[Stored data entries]
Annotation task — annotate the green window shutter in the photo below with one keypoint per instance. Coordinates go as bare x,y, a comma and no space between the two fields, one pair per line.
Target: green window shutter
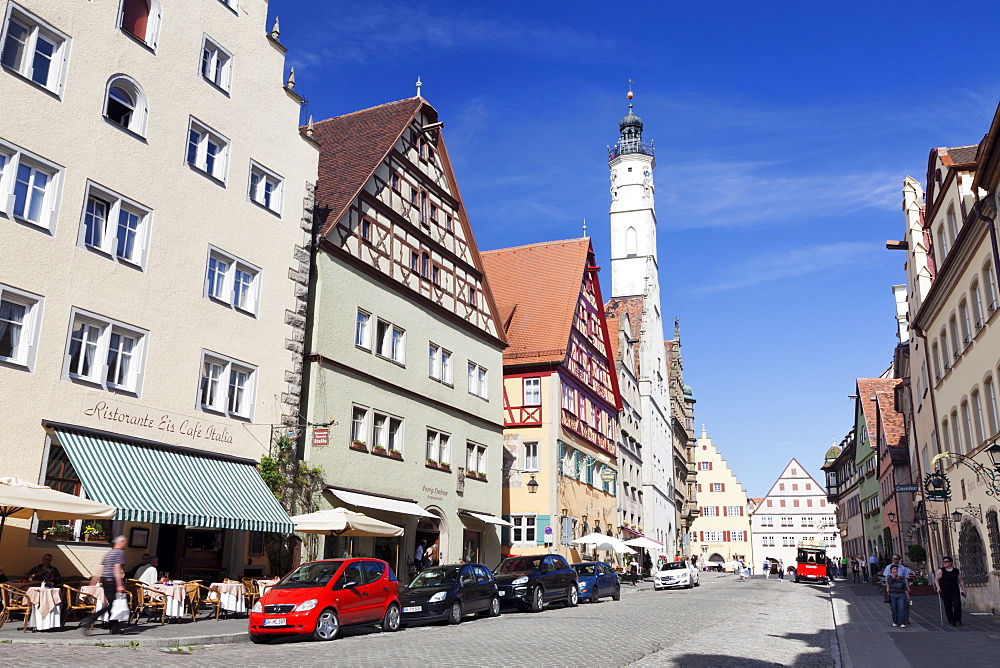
542,522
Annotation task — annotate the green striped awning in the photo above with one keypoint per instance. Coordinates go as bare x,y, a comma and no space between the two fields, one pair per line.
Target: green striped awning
164,485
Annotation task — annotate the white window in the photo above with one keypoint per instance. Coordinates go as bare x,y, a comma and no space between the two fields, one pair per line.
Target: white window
105,353
477,380
141,19
231,281
227,386
125,104
475,458
216,64
439,363
29,187
532,391
391,341
359,424
266,188
20,313
34,49
115,226
362,330
438,447
523,531
207,150
531,456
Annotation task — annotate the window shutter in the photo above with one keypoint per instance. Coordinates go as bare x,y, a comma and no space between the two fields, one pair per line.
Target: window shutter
542,522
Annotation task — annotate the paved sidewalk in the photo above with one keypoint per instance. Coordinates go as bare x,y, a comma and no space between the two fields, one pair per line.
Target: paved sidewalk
868,639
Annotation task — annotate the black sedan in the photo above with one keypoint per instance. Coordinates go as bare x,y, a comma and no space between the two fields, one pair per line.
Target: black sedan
448,593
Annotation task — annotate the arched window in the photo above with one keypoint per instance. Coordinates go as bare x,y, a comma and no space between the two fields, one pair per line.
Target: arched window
977,305
990,395
141,19
125,104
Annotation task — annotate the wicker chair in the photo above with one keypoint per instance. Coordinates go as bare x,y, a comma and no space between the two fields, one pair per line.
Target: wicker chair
78,601
145,600
14,601
208,601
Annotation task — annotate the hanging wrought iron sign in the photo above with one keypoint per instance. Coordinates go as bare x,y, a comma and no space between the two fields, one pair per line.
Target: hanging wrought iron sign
937,487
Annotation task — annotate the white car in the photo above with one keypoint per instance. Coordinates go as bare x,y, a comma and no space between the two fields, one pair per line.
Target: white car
676,574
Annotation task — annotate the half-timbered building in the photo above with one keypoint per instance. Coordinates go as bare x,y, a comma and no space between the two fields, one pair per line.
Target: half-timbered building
560,395
404,367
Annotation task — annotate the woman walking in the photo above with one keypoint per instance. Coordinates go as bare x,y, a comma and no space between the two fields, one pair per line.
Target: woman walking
949,583
897,588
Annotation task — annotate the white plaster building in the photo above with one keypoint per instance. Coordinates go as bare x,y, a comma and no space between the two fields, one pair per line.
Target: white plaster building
795,509
721,532
154,196
635,287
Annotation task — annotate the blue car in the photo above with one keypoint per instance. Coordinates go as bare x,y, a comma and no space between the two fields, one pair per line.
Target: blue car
597,580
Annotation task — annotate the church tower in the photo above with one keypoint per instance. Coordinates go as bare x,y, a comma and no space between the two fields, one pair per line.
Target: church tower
633,219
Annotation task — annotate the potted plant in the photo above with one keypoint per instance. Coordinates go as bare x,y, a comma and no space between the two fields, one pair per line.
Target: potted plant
59,532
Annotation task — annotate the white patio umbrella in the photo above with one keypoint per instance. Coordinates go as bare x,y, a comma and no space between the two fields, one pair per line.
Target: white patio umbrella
343,522
647,543
20,498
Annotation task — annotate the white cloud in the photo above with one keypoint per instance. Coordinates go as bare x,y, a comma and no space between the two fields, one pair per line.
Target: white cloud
789,264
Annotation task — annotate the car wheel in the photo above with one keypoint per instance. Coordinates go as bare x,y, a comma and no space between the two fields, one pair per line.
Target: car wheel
392,621
494,609
537,599
573,597
327,625
455,614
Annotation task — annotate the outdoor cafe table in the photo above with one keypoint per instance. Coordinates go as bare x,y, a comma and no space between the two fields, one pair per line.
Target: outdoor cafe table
46,606
233,595
98,593
264,585
175,595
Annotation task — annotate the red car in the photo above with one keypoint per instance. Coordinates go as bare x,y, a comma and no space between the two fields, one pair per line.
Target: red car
320,597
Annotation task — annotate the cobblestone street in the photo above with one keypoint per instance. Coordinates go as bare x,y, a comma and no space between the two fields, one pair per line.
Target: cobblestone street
722,623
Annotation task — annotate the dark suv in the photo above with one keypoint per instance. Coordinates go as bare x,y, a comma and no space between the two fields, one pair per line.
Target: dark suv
533,581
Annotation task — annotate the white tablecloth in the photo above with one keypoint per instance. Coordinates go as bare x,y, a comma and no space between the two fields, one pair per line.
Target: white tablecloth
44,599
232,594
175,596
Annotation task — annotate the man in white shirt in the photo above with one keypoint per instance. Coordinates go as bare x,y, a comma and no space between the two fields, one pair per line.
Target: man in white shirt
148,575
904,572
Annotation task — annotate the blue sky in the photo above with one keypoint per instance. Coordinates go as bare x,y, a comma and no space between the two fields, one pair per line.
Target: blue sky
783,131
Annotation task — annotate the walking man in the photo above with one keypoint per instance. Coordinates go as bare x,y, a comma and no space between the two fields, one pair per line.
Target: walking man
112,581
949,583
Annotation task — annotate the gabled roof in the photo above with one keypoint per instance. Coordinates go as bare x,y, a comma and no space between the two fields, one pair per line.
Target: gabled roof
353,145
868,388
893,427
536,289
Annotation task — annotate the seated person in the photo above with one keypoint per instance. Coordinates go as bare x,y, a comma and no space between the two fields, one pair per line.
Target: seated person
44,572
148,573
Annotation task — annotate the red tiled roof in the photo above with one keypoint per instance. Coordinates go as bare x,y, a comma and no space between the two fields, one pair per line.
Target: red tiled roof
537,288
893,427
352,146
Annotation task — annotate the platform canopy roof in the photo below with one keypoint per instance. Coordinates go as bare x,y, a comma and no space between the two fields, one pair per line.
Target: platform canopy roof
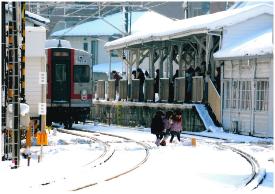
257,44
195,25
113,25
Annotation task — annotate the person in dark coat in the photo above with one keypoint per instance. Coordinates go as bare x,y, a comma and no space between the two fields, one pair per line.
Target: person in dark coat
117,77
147,74
141,77
176,126
134,73
190,74
156,86
157,126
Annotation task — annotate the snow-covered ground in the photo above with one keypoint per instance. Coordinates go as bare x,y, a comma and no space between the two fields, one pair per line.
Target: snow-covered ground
177,168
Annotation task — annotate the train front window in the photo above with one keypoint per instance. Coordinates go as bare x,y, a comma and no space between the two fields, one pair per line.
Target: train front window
60,72
81,73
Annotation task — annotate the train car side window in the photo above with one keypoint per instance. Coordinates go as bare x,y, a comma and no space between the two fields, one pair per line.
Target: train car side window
60,72
81,73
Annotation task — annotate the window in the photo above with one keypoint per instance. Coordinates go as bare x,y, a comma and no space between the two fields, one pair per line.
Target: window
261,96
235,94
94,51
60,72
245,95
113,52
227,91
81,73
85,46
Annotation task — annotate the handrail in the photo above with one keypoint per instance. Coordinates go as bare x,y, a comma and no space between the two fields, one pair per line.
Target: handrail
214,100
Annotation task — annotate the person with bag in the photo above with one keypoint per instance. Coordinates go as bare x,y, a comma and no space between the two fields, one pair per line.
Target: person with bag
176,126
157,126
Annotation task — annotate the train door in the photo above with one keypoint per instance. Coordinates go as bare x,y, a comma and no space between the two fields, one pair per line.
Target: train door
61,76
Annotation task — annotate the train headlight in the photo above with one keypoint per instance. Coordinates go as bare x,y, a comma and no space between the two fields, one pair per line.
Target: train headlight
84,94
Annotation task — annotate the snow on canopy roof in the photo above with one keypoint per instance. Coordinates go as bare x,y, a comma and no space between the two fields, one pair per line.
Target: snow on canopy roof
104,67
255,45
99,27
37,18
53,43
199,24
242,4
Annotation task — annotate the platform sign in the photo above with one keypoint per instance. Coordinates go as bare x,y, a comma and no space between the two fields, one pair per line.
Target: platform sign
42,78
42,108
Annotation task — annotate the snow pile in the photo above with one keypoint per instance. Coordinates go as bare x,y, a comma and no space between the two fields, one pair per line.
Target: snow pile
207,121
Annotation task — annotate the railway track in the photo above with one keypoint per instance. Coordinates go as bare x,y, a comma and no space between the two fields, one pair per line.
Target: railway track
104,157
257,173
251,182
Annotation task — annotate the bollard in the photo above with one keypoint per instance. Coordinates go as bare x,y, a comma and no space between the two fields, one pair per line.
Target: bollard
29,160
193,141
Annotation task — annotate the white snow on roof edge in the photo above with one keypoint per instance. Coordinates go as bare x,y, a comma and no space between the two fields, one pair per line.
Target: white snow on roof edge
258,45
192,25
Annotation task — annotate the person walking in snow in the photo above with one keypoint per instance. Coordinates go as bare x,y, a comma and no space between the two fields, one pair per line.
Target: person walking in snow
157,126
176,126
167,121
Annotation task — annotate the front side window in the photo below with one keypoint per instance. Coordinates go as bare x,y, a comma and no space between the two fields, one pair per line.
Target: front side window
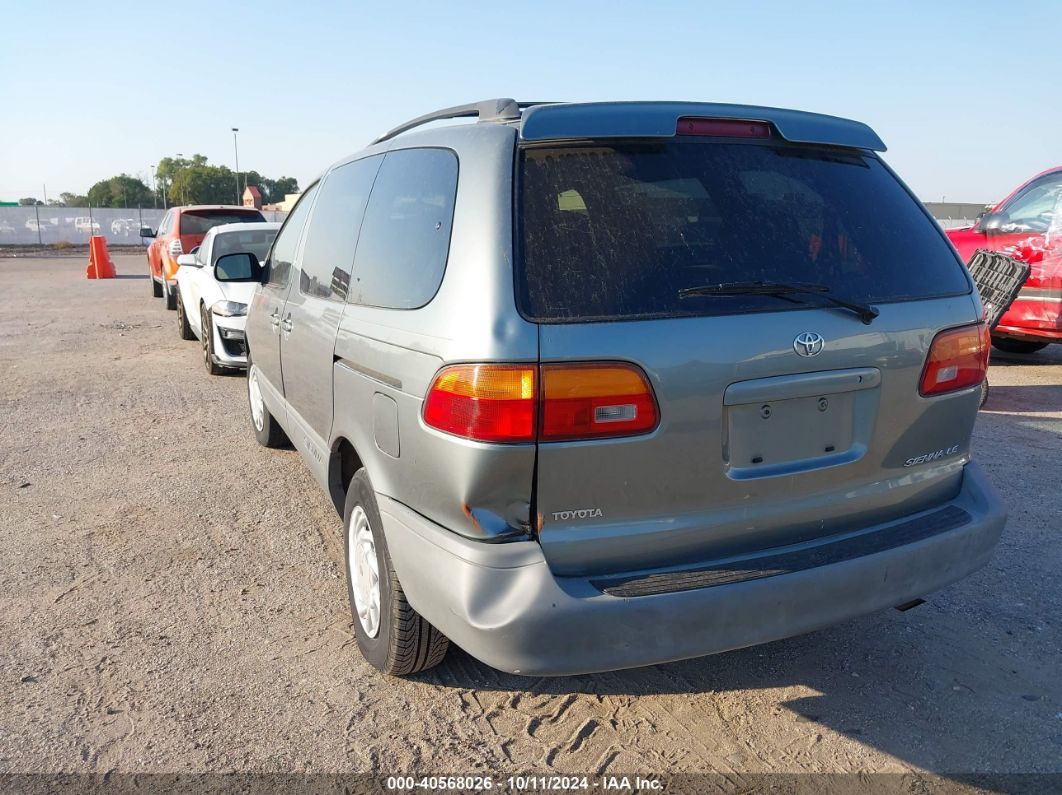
406,235
331,235
1037,207
283,254
200,222
616,230
250,241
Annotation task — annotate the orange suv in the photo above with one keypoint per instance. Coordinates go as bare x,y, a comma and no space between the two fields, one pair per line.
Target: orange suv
182,229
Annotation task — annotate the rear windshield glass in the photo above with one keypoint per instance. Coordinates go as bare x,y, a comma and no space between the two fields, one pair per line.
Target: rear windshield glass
615,230
200,222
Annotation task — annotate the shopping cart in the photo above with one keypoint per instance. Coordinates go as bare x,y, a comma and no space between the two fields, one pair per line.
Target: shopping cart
998,279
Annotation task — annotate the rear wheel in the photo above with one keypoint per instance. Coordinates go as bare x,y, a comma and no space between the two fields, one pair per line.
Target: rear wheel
184,328
207,330
268,431
1016,346
392,636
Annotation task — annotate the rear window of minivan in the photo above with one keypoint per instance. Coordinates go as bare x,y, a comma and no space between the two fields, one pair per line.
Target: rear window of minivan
200,222
614,230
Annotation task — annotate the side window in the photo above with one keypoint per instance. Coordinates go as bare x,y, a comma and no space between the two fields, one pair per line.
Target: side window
203,251
331,236
283,253
1035,207
406,236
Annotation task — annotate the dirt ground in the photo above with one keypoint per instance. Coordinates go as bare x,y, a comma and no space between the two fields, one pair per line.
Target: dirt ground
171,600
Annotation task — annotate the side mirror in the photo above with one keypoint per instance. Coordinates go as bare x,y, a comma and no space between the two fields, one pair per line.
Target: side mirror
238,268
991,223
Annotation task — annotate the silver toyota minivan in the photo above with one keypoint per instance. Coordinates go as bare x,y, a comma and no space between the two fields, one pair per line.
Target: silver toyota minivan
607,384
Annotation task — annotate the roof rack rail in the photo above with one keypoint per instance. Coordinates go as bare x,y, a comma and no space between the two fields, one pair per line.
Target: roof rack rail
500,109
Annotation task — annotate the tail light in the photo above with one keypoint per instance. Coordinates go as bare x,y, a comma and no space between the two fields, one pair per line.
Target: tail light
723,127
958,359
486,402
595,400
554,402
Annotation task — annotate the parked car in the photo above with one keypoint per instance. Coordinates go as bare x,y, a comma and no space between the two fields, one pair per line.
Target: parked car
636,382
181,230
211,311
86,225
1026,225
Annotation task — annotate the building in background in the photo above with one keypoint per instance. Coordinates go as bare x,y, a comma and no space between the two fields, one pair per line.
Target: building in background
285,206
252,197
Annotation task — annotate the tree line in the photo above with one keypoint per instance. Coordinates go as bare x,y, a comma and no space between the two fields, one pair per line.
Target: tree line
177,180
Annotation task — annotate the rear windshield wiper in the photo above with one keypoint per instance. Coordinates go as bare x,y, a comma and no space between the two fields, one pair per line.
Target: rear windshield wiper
782,289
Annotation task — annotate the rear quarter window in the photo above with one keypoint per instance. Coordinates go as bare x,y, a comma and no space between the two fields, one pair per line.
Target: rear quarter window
615,230
406,235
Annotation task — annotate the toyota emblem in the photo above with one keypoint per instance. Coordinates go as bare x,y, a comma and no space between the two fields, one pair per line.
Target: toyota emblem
808,344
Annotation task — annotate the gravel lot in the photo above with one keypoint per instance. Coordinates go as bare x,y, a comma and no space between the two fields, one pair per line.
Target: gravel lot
171,600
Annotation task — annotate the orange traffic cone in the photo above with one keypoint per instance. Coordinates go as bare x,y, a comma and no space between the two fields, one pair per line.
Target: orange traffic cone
100,265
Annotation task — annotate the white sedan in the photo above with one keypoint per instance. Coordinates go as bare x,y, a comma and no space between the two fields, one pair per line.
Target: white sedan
216,312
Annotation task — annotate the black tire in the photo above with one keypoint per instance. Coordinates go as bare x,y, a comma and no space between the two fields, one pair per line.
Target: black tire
271,434
1016,346
184,328
171,300
405,642
212,367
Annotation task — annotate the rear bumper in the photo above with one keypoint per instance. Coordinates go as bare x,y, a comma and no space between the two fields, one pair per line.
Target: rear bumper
1029,333
501,604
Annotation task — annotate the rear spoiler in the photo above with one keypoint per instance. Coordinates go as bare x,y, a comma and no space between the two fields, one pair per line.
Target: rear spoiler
660,120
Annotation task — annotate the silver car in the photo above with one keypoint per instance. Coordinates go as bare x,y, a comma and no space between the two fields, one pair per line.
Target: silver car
601,385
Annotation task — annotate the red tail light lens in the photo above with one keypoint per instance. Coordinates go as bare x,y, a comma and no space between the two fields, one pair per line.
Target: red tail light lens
486,402
723,127
504,402
958,359
595,400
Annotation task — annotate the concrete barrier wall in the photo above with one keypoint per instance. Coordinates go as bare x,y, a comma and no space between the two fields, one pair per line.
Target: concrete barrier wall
50,225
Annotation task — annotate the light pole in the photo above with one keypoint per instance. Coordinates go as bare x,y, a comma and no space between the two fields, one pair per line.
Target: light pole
236,148
181,156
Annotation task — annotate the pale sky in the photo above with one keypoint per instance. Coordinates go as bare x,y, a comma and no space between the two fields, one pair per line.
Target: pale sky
964,94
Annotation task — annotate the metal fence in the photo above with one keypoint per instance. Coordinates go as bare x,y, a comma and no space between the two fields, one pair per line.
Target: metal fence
50,225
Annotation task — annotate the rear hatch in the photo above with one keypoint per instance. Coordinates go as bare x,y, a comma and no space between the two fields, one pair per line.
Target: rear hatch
782,418
194,224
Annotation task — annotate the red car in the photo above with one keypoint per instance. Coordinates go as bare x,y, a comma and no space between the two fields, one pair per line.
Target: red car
182,229
1026,225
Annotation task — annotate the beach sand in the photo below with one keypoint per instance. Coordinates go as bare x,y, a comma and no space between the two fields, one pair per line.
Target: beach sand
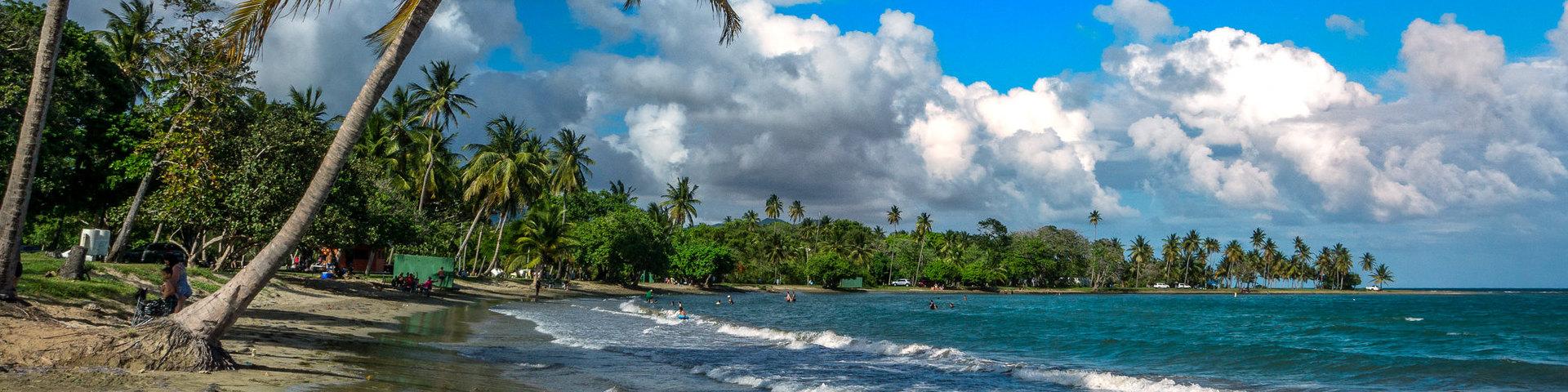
311,334
298,334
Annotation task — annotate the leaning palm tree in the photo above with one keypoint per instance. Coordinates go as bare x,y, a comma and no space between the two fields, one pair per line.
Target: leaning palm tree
681,201
20,185
922,226
192,339
894,216
441,102
773,207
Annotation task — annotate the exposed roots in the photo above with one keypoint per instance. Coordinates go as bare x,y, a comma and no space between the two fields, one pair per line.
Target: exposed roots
156,345
165,345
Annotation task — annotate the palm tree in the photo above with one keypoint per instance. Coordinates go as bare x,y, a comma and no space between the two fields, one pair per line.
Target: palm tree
504,173
441,104
131,39
1170,252
545,240
20,185
922,226
797,212
621,192
571,162
681,201
1142,255
1382,274
1235,257
894,216
773,207
203,323
1094,220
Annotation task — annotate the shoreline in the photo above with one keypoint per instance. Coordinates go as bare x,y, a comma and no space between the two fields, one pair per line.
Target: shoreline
310,334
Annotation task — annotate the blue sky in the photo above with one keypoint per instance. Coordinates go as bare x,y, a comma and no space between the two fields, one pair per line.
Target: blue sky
1429,134
1012,44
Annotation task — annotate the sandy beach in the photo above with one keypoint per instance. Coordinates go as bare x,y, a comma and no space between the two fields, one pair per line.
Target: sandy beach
300,334
354,334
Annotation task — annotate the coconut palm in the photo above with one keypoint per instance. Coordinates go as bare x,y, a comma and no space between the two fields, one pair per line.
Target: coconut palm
922,226
894,216
504,173
621,192
441,105
681,201
773,207
20,184
1142,255
131,41
1380,274
1170,252
1235,257
1094,220
543,240
571,162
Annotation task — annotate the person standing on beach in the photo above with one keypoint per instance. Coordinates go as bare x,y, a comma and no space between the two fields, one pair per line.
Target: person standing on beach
182,286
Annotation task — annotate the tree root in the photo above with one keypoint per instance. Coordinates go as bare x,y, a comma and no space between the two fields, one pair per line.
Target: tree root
156,345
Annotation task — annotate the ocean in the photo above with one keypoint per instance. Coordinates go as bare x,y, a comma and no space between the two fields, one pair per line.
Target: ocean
1486,341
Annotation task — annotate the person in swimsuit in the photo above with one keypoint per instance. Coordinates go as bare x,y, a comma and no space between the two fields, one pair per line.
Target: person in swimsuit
182,284
170,291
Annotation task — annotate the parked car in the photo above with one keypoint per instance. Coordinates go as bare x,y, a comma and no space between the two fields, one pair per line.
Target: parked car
154,253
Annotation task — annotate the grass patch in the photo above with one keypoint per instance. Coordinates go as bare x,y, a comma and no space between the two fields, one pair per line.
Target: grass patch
100,287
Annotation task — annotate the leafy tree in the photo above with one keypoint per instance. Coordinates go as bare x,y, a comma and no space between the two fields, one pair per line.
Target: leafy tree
621,245
702,261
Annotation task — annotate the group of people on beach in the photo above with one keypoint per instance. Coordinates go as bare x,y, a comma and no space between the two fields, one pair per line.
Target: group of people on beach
410,283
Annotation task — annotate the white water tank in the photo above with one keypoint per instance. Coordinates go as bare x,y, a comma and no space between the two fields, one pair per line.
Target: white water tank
96,242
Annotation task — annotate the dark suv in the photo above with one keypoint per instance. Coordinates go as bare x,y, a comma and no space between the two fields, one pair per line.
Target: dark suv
154,253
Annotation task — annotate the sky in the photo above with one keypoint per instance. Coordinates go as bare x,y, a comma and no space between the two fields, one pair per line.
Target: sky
1429,134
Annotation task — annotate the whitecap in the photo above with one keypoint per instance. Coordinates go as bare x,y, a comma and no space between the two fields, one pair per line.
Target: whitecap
1107,381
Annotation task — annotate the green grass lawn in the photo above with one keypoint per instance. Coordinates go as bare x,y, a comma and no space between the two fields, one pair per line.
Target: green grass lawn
100,287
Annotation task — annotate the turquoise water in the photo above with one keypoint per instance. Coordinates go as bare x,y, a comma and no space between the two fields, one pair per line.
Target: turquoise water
1051,342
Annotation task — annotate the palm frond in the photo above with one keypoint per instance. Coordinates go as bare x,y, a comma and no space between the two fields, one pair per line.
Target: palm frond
383,37
720,7
248,22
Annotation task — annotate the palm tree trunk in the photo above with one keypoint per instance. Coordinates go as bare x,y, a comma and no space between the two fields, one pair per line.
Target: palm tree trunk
115,252
465,247
207,320
424,180
20,185
501,234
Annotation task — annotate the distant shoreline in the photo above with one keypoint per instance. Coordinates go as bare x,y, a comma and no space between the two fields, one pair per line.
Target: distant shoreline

Directions for this task> Lines that hold "distant" are the ones to copy, so pick each out from the data.

Reply>
Annotation task — annotate the distant shoreline in the photo above with one keypoint per instance. Coordinates go as bare x,y, a comma and no space between the two fields, one pair per line.
Target: distant shoreline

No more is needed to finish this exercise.